Write each of the records out again exactly.

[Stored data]
▼
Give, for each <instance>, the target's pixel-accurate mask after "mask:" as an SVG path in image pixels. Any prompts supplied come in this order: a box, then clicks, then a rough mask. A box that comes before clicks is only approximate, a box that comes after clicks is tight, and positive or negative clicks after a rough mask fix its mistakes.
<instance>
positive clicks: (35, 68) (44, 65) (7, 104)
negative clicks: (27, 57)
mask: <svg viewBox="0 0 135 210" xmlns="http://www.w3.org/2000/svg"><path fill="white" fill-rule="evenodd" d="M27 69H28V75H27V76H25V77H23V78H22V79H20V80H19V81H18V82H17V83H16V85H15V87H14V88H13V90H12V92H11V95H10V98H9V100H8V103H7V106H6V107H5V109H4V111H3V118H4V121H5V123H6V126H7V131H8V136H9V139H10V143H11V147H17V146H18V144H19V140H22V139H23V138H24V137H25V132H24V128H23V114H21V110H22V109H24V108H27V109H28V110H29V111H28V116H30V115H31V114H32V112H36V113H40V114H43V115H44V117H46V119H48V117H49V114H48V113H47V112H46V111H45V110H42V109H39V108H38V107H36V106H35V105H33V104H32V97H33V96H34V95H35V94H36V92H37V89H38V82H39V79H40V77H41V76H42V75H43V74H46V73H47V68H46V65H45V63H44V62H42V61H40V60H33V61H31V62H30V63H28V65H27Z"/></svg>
▲
### EXERCISE OUTPUT
Give, for each <instance>, the target's pixel-accurate mask after "mask:" as an SVG path in image pixels. Any prompts supplied come in this order: a box, then clicks, then a rough mask. A box that comes before clicks is only approximate, a box that comes after clicks is tight, and positive or negative clicks after a rough mask fix its mistakes.
<instance>
positive clicks: (35, 68) (44, 65) (7, 104)
negative clicks: (27, 57)
mask: <svg viewBox="0 0 135 210" xmlns="http://www.w3.org/2000/svg"><path fill="white" fill-rule="evenodd" d="M27 69H28V75H27V76H25V77H23V78H22V79H20V80H19V81H18V82H17V83H16V85H15V87H14V88H13V90H12V92H11V95H10V98H9V100H8V103H7V106H6V107H5V109H4V111H3V118H4V121H5V123H6V126H7V131H8V136H9V139H10V143H11V147H17V146H18V144H19V140H22V139H23V138H24V137H25V132H24V128H23V114H21V110H22V109H24V108H27V109H28V110H29V111H28V116H30V115H31V114H32V112H36V113H40V114H43V115H44V117H46V119H48V117H49V114H48V113H47V112H46V111H45V110H42V109H39V108H38V107H36V106H35V105H33V104H32V97H33V96H34V95H35V94H36V92H37V89H38V82H39V79H40V77H41V76H42V75H43V74H46V73H47V68H46V65H45V63H44V62H42V61H40V60H33V61H31V62H30V63H28V65H27Z"/></svg>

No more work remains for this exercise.